[Photo-based referring expression data]
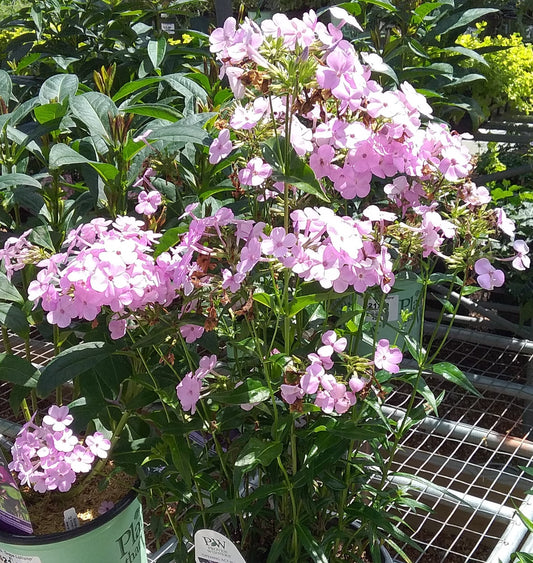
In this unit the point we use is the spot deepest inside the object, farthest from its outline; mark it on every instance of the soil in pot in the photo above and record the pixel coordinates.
(47, 510)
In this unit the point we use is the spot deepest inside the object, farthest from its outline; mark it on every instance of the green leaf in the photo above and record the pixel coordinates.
(49, 112)
(469, 53)
(460, 20)
(455, 375)
(135, 86)
(56, 88)
(181, 133)
(265, 299)
(289, 168)
(16, 179)
(5, 86)
(185, 86)
(63, 155)
(251, 391)
(157, 111)
(415, 348)
(156, 51)
(310, 544)
(257, 452)
(18, 371)
(14, 319)
(8, 292)
(93, 110)
(71, 363)
(303, 301)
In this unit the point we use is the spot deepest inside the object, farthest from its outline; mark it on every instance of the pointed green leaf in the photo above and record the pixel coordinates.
(289, 168)
(93, 110)
(49, 112)
(135, 86)
(71, 363)
(56, 88)
(251, 391)
(156, 51)
(185, 86)
(16, 179)
(311, 545)
(5, 86)
(157, 111)
(63, 155)
(257, 452)
(18, 371)
(455, 375)
(181, 133)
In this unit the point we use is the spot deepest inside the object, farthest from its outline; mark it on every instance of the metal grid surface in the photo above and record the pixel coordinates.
(471, 455)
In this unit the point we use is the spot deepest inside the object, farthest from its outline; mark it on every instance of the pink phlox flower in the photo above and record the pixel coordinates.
(475, 195)
(278, 243)
(310, 380)
(455, 163)
(65, 440)
(61, 477)
(221, 147)
(521, 261)
(387, 358)
(344, 17)
(505, 224)
(488, 276)
(148, 202)
(80, 459)
(357, 384)
(206, 365)
(98, 445)
(291, 393)
(117, 327)
(188, 392)
(248, 117)
(232, 281)
(58, 418)
(301, 137)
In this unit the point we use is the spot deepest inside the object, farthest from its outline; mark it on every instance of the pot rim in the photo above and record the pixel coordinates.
(20, 539)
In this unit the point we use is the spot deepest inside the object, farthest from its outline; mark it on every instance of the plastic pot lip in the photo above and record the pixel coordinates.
(19, 539)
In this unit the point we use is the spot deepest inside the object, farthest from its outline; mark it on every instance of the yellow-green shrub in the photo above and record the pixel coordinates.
(510, 75)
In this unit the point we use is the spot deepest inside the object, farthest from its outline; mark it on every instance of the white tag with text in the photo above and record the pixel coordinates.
(212, 547)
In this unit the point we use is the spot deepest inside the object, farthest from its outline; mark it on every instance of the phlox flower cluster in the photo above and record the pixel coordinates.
(189, 388)
(51, 456)
(16, 253)
(355, 130)
(329, 393)
(109, 266)
(350, 131)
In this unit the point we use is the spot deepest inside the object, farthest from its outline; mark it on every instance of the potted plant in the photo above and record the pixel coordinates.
(232, 324)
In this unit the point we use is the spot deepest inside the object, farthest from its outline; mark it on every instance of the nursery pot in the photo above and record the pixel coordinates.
(115, 537)
(405, 296)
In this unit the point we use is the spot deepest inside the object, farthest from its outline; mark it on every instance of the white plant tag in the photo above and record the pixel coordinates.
(212, 547)
(71, 519)
(14, 558)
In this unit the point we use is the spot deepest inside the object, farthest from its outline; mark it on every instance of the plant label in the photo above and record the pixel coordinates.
(14, 515)
(7, 557)
(212, 547)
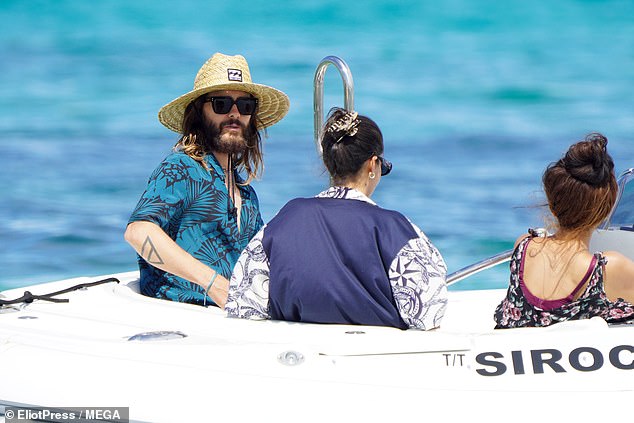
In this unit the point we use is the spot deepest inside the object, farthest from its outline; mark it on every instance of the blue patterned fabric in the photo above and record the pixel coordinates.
(191, 205)
(339, 258)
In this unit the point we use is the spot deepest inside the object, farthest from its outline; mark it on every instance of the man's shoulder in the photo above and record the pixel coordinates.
(181, 160)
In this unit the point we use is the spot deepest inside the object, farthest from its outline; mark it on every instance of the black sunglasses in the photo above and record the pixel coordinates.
(386, 166)
(223, 104)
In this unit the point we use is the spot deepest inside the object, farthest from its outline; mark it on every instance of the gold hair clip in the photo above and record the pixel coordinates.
(348, 124)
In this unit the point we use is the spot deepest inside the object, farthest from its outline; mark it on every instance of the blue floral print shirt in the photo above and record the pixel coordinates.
(192, 205)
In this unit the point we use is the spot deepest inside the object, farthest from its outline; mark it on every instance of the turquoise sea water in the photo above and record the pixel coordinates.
(475, 98)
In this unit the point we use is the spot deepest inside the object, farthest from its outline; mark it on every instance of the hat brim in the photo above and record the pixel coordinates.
(272, 104)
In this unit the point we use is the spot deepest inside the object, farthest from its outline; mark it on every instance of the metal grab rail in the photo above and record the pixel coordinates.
(318, 93)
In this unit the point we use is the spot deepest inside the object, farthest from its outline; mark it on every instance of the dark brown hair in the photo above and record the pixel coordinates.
(344, 154)
(195, 141)
(581, 187)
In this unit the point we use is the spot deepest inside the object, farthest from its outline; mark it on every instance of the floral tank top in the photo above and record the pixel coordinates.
(516, 311)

Task:
Every entry belongs in the answer exactly as written, but no picture does.

Result of this exercise:
In this unit the point we use is the spot deepest inside the object, farthest from its outline; mark it on every instance of the soil in pot in the photo above and record the pixel coordinates.
(47, 510)
In this unit the point we use is the spot deepest inside the object, farthest from its outline; mark it on every instance of the green leaf in the photo above and record the pixel coordinates.
(49, 112)
(469, 53)
(460, 20)
(455, 375)
(135, 86)
(56, 88)
(181, 133)
(265, 299)
(289, 168)
(16, 179)
(5, 86)
(185, 86)
(63, 155)
(251, 391)
(157, 111)
(415, 348)
(156, 51)
(310, 544)
(257, 452)
(18, 371)
(14, 319)
(8, 292)
(93, 110)
(71, 363)
(303, 301)
In this unit the point we use is the spot deepest inside the object, farthest from its outline; mark it on every instance of the pointed green leaf in the photo above and record the pixel coordinates.
(289, 168)
(93, 110)
(49, 112)
(135, 86)
(71, 363)
(56, 88)
(251, 391)
(156, 51)
(185, 86)
(16, 179)
(311, 545)
(5, 86)
(157, 111)
(63, 155)
(257, 452)
(18, 371)
(455, 375)
(181, 133)
In this unit the point we use is the spot deepest inside the object, farthest from its outline; mark it on every instance of the metal grid surface in the photo above and record the pixel coordinates.
(471, 455)
In this unit the point we use is the spot deepest inside the object, farthest from its outline; mark it on every instance of the pink phlox flower in the photo above and record the pixel coordinates.
(475, 195)
(278, 243)
(310, 380)
(455, 163)
(65, 440)
(61, 477)
(221, 147)
(521, 261)
(387, 358)
(344, 17)
(505, 224)
(488, 276)
(148, 202)
(80, 459)
(357, 384)
(206, 365)
(98, 445)
(291, 393)
(117, 327)
(188, 392)
(248, 117)
(232, 281)
(58, 418)
(301, 137)
In this unit the point we use is the spot deepest inside the object, farthest from its outline; mark it on every instance of the pot rim in the photo above and record the pixel coordinates.
(20, 539)
In this unit the point we use is the spot deepest inside the object, farthest from its outline; mark it on every instance of the plastic pot lip in the photo above and record the pixel coordinates.
(19, 539)
In this unit the point we use is the spot deepest inside the object, farthest from its outline; mark it on every instance of the yellow-green shrub in the photo above and record the pixel coordinates.
(510, 75)
In this unit the point we use is the spot deepest inside the object, farthest from its outline; mark it on every instance of the white tag with text in the photo above and record the pixel coordinates.
(212, 547)
In this unit the point we use is the spot deepest inside the object, farthest from its outline; mark it on every instance of the phlox flower cluster in the photo above and record the pixel coordinates.
(189, 388)
(51, 456)
(16, 253)
(355, 130)
(329, 393)
(109, 266)
(350, 131)
In this unit the point we use is the spot deepest inside the object, farthest from its outline; mark it on every instance of the potted plant in the photo above and record the pixel coordinates.
(232, 324)
In this unit the point we use is the spot deepest inside the object, farthest from its outline; mark it on every instance of the nursery pot in the photo above and record the pixel coordinates.
(115, 537)
(405, 296)
In this unit the point we use is the spot deepest inside the object, farthest from its outline; mark it on every instance of the white plant tag in the photo above and record the pixel coordinates.
(212, 547)
(71, 519)
(14, 558)
In this unit the point we use is the spot deepest inside the object, farthest from its outline; mark it on every instance of the plant label in the photo above and record the pixel coordinates.
(14, 515)
(7, 557)
(212, 547)
In this unit the point we use is the spot deepest inside the object, farthest from its outline; mark it on every instance of the blue patterned fabric in the photo above and record the pixel coordinates.
(191, 205)
(339, 258)
In this unit the point we use is the spot deepest inside the object, farthest from its outline; mark it on every instance of the man's shoulder in the photo above and record the pixel coordinates.
(181, 160)
In this unit the point we use is the spot deepest inside the object, farthest from its outline; mark it on every instance of the black sunglasses in the photo above and record the pixel coordinates.
(386, 166)
(223, 104)
In this unit the point we use is the spot deepest inside the object, farthest from its outline; mark it on every instance of the gold hair clip in the photo above and record the pixel coordinates.
(348, 124)
In this unit the point we use is the spot deepest inside the object, farthest from its outline; mark it on every instance of the blue floral print shirt in the photo above and record the pixel coordinates.
(192, 205)
In this unit the point we use is the spot deepest inside the object, farthest from its outline; mark it on every instance of the turquoise sea water in the photo above and record the pixel coordinates.
(475, 98)
In this unit the point we use is the spot deepest inside the object, farthest from its outline; mark it on every instance of the hat brim in the photo above and record the pixel coordinates.
(272, 104)
In this unit the point we use is the spot deepest inside the object, farthest from its outline; mark it on every instance of the metal grab rail in the photo above and record the pixel coordinates.
(318, 93)
In this unit the point we use is the spot deepest inside the object, farthest from its outline; mark it on every instance of the dark brown hair in the photo above and record the pixel coordinates.
(344, 154)
(195, 141)
(581, 187)
In this unit the point we use is the spot deepest inside the object, farthest from its outline; mark it on every instance of the floral tank top in the photo above and record the pixel coordinates.
(516, 311)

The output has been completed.